PROBLEM TO SOLVE »
Filter the rows below, keeping every line that contains the string "hand", and copy each matching line unchanged. The match is case-sensitive.

Region-labeling records »
_ _ _ _ _
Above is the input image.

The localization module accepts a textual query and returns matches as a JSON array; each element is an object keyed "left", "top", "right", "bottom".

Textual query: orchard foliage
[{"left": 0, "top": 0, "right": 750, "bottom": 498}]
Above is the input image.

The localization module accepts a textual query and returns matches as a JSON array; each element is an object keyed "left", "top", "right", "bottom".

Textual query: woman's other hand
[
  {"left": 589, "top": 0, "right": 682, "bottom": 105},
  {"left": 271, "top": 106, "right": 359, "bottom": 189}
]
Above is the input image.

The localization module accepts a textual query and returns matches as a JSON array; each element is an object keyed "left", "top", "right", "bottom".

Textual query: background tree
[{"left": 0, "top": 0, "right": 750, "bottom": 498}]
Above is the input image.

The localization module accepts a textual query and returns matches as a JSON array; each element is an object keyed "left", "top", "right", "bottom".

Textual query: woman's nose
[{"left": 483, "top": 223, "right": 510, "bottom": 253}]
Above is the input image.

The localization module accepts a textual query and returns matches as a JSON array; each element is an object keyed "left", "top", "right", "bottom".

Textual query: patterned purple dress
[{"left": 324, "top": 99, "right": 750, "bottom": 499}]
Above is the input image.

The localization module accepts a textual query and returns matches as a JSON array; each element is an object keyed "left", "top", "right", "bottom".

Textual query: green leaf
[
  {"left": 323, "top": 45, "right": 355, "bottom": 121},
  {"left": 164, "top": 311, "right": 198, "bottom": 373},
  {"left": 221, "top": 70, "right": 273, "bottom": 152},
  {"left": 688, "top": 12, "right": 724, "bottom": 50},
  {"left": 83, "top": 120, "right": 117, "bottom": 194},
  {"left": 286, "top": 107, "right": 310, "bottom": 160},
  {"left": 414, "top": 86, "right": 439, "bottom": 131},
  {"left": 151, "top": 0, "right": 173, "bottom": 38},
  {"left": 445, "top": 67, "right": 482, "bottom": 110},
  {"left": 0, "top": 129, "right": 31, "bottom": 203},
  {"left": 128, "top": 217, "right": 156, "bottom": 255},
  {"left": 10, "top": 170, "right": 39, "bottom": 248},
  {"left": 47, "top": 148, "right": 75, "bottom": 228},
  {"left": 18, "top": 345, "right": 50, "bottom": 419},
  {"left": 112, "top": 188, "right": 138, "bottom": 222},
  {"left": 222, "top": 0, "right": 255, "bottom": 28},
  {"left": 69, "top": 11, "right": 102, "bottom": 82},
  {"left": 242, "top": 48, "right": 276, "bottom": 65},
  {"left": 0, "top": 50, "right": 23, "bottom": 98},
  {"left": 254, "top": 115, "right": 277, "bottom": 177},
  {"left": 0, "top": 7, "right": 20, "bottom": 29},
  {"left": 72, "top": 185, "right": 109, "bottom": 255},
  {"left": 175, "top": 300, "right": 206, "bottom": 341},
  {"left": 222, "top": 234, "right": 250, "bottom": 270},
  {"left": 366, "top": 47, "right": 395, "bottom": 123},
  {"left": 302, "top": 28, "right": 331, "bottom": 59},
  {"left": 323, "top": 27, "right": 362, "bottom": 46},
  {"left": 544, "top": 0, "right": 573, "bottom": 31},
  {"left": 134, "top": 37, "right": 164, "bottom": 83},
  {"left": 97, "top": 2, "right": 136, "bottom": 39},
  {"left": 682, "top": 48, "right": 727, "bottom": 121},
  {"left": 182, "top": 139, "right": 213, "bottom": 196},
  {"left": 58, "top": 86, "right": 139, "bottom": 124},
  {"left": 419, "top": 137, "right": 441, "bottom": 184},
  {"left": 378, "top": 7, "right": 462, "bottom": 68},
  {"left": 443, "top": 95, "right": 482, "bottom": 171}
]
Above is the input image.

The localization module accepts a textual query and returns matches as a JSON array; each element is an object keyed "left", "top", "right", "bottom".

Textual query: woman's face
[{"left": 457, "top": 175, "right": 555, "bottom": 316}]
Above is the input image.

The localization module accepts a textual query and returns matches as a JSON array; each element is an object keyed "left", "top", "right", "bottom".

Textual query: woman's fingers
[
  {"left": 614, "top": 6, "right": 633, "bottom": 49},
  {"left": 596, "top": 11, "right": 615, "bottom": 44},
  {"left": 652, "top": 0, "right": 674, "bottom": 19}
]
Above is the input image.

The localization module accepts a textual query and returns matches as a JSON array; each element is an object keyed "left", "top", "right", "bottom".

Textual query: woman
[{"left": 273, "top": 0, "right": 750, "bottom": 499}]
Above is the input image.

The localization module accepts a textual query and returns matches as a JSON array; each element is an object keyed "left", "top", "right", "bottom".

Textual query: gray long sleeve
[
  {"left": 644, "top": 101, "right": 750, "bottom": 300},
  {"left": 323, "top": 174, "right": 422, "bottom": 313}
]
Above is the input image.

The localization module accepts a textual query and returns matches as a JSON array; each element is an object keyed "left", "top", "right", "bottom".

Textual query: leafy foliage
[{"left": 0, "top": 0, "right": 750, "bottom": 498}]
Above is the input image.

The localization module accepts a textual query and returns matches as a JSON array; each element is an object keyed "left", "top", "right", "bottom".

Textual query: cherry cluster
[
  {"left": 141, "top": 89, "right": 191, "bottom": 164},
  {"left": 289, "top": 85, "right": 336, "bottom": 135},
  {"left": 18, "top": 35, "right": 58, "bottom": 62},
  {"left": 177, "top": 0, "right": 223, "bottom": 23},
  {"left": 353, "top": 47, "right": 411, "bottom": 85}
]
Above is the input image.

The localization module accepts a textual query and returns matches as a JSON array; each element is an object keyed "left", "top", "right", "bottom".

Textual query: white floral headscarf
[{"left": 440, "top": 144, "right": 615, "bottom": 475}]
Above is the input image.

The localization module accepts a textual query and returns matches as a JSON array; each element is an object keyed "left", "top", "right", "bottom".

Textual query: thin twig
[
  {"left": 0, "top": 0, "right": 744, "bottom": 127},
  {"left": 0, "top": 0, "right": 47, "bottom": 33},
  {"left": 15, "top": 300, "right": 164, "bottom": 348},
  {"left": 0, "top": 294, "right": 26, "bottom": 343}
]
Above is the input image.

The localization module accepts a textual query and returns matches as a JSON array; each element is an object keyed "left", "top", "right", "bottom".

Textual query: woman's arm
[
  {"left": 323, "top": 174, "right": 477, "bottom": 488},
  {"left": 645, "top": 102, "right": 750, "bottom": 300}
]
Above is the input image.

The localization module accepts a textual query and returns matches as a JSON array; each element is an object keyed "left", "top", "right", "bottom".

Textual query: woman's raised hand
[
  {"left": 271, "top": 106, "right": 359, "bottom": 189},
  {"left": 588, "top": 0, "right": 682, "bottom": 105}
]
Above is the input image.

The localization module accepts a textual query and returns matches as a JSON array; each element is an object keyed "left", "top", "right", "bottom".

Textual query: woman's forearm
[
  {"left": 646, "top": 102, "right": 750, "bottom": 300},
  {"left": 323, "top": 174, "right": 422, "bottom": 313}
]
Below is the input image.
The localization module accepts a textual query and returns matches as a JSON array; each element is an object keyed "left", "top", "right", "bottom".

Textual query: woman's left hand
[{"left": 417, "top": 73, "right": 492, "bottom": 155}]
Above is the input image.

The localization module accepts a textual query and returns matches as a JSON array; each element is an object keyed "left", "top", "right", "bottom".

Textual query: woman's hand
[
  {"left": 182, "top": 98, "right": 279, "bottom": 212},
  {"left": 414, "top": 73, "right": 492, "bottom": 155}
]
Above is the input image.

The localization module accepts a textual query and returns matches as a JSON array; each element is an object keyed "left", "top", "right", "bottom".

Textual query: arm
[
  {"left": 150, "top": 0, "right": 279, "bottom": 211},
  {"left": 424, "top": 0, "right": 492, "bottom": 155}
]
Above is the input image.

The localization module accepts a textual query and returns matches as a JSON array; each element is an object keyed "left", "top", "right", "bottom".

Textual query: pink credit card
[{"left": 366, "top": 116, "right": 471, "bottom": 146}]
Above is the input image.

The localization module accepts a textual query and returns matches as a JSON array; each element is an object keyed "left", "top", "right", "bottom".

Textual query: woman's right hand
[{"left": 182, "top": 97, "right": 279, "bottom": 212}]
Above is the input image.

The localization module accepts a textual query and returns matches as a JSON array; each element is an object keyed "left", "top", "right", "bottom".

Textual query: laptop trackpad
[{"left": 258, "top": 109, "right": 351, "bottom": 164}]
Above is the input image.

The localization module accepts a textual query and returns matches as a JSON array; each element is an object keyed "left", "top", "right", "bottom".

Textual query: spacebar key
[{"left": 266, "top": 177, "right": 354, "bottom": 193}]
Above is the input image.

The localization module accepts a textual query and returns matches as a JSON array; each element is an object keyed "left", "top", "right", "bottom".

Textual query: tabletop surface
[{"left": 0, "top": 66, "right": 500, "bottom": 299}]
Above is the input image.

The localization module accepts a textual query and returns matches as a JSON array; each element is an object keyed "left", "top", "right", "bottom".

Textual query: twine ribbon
_ _ _ _ _
EXERCISE RESPONSE »
Textual query: woman's other hand
Textual query: woman's raised hand
Textual query: woman's left hand
Textual query: woman's hand
Textual query: woman's right hand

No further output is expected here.